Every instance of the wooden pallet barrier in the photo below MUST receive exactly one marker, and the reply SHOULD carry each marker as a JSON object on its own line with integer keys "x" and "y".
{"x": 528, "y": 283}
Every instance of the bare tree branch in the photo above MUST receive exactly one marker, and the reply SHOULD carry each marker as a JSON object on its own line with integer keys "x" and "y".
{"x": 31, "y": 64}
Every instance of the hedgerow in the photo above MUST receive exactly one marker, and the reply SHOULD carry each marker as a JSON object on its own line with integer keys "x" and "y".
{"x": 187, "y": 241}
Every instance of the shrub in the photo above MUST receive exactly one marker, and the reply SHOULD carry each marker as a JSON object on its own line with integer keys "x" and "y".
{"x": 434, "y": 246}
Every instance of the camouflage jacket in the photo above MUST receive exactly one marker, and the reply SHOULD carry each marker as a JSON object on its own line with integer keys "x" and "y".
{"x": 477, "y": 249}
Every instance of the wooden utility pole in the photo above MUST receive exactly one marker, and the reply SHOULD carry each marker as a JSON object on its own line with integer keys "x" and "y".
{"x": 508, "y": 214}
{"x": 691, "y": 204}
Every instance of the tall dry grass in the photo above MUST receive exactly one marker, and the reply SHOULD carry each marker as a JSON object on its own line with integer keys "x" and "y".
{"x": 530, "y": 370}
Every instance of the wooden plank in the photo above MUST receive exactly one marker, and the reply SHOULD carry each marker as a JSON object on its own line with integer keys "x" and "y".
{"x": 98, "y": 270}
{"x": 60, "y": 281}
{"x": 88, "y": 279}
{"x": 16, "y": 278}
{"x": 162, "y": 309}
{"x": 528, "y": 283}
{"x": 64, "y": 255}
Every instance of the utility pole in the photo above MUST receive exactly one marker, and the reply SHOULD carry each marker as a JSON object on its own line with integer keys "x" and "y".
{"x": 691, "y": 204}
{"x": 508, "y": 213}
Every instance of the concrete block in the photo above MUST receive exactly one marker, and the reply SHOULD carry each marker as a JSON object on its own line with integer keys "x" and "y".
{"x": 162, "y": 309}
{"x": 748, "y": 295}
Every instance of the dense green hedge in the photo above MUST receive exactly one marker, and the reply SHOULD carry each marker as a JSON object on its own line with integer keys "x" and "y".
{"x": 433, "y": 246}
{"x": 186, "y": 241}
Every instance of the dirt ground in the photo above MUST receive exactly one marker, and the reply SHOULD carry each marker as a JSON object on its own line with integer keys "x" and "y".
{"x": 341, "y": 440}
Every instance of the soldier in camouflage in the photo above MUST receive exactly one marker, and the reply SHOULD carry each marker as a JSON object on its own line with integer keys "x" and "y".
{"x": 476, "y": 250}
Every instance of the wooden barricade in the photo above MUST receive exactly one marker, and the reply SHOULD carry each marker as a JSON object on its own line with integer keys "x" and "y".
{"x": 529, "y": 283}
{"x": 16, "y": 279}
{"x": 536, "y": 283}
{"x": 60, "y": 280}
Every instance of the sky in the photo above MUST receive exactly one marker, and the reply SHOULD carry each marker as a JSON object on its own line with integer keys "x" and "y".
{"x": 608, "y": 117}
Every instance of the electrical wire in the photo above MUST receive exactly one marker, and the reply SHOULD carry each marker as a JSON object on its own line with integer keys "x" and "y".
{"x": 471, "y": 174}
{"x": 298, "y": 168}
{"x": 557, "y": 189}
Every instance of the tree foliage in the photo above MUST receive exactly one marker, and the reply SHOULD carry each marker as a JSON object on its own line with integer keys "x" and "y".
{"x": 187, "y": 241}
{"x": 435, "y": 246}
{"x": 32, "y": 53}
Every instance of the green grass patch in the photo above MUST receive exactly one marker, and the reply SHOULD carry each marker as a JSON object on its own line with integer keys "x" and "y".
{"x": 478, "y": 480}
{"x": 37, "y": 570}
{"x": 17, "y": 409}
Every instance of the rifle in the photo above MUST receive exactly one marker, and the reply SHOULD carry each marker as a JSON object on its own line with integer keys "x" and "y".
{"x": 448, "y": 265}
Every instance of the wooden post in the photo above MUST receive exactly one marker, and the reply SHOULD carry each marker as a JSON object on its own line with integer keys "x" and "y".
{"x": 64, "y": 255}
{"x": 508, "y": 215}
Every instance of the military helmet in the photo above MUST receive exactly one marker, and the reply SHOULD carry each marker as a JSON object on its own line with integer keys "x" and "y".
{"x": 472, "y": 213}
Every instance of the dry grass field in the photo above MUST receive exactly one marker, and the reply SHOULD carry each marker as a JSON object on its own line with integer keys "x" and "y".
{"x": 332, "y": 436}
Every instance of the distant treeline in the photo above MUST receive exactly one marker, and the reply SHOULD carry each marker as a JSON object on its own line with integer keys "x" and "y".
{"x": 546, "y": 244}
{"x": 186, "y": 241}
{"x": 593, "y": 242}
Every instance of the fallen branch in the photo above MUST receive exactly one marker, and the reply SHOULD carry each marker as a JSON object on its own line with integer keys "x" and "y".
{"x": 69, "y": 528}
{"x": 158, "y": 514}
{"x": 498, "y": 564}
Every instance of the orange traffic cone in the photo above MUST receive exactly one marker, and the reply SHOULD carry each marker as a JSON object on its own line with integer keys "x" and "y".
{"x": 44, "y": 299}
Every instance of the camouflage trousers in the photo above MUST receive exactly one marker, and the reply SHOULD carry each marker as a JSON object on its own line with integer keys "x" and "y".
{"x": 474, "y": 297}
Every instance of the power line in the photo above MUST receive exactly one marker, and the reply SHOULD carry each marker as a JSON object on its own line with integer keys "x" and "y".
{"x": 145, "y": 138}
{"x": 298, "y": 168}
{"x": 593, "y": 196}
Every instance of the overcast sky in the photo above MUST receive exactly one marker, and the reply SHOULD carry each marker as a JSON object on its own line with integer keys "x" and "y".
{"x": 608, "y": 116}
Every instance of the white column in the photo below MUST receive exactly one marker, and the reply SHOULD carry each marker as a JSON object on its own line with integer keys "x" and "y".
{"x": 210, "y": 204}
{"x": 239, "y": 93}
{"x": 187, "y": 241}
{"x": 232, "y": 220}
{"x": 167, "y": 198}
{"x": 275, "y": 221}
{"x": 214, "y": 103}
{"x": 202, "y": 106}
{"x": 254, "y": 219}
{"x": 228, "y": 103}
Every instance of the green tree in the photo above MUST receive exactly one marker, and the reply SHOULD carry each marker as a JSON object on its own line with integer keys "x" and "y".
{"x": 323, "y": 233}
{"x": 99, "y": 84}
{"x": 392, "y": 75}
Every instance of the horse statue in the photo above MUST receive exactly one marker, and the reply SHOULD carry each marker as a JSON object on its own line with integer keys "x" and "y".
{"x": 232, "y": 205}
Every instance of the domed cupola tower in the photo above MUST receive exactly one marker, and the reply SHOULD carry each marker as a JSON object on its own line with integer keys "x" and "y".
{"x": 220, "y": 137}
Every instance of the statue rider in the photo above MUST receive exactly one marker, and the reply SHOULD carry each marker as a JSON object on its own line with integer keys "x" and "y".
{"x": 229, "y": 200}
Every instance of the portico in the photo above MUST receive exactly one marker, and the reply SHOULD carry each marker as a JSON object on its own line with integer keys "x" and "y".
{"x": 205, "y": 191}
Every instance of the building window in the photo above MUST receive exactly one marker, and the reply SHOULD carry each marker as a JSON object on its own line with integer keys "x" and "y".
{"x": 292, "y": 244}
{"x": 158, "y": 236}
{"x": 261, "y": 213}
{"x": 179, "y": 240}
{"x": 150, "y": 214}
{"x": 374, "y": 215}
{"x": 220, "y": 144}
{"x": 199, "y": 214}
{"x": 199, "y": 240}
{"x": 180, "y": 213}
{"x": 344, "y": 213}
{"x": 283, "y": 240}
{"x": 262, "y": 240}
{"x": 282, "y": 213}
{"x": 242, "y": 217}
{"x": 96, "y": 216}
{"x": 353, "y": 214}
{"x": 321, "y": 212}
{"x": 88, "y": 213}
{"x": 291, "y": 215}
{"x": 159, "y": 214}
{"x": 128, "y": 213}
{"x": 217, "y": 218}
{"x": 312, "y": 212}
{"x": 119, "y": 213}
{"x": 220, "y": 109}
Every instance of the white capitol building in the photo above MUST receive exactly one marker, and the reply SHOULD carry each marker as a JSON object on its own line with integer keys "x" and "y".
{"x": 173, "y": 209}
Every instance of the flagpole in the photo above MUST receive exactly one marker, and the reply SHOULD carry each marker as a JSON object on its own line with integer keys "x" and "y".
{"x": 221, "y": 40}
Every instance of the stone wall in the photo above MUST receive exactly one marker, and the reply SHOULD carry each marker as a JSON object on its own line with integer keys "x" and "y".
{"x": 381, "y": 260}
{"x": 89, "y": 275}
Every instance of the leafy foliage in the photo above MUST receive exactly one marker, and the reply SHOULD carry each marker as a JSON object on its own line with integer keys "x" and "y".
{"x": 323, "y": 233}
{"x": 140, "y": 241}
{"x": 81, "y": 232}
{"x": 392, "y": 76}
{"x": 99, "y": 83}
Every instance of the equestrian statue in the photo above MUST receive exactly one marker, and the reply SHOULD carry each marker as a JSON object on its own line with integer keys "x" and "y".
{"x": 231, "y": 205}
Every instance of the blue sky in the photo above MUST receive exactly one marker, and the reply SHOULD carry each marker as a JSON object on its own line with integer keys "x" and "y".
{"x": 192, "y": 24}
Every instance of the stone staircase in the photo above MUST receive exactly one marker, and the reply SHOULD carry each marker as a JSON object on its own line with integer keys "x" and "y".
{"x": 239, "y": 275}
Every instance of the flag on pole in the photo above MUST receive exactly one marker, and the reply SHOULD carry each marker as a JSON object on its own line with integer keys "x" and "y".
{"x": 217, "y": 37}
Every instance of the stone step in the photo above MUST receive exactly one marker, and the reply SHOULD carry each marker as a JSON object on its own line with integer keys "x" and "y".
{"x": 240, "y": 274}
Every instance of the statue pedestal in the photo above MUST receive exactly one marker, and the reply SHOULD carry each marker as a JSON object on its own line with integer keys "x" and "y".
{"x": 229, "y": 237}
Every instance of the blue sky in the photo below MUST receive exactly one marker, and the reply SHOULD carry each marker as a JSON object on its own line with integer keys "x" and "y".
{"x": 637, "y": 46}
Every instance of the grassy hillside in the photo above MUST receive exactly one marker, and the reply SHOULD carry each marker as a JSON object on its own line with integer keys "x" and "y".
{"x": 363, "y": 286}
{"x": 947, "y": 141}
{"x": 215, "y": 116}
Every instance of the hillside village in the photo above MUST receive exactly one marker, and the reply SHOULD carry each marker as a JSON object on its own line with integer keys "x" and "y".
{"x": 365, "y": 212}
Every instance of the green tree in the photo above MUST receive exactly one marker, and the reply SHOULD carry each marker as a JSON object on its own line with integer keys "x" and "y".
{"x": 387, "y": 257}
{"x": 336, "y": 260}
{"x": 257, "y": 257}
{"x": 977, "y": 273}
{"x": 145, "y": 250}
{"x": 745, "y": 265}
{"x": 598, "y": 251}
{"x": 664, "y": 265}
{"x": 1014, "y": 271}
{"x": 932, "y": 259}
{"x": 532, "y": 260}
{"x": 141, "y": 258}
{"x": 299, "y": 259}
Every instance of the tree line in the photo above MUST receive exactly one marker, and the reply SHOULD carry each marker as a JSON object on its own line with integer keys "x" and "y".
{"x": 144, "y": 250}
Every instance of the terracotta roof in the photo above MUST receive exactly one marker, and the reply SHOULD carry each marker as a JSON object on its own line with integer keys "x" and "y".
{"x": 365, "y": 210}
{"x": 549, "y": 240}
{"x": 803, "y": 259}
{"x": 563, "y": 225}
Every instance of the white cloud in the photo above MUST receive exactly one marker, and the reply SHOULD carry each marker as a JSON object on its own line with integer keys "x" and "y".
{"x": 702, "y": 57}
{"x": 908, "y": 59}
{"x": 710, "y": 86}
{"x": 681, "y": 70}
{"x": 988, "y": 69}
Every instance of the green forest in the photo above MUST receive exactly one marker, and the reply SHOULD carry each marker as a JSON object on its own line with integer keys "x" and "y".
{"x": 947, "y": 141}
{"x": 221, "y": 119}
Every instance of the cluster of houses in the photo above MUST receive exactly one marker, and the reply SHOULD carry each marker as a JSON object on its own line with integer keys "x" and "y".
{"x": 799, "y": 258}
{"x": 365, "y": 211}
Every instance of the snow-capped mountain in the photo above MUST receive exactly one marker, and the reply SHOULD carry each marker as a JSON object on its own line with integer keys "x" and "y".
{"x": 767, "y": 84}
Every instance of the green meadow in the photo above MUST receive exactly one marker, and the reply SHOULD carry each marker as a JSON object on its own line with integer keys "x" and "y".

*Task item*
Through the final line of the listing, beginning at the line that contains "Every instance of the terracotta", every line is to be set down exactly, with no others.

*Solved exercise*
Every instance of the terracotta roof in the photo above MUST receive exactly one marker, and the reply SHOULD carry each marker as a JSON object on its own line with integer keys "x" and "y".
{"x": 365, "y": 210}
{"x": 549, "y": 240}
{"x": 803, "y": 259}
{"x": 563, "y": 225}
Every instance of the white cloud in the photo above MUST receive exactly one marker, and the reply SHOULD carry each marker as a JSON object on its own line with integer keys "x" and "y".
{"x": 702, "y": 57}
{"x": 908, "y": 59}
{"x": 710, "y": 86}
{"x": 681, "y": 70}
{"x": 988, "y": 69}
Every instance of the green forest in the photo above MUST receive exactly one marker, and the reply SHOULD carry each marker as a JSON object on its own line with integer keys "x" and "y".
{"x": 947, "y": 141}
{"x": 221, "y": 119}
Every instance of the cluster of houses in the photo above MUST receive exactly one marker, and the reply SHOULD carry each marker as a JSON object on its own line with integer keys "x" and "y".
{"x": 799, "y": 258}
{"x": 365, "y": 211}
Every instance of the snow-capped mountain in the photo above MUST receive exactly one marker, and the reply SHOULD carry each marker as a JSON object on its own line with integer keys "x" and "y".
{"x": 767, "y": 84}
Every instance of the green meadow in the photo above MUST receive exactly one marker, and the reply SHOULD carry each marker as a JSON object on its own line with integer keys "x" and "y".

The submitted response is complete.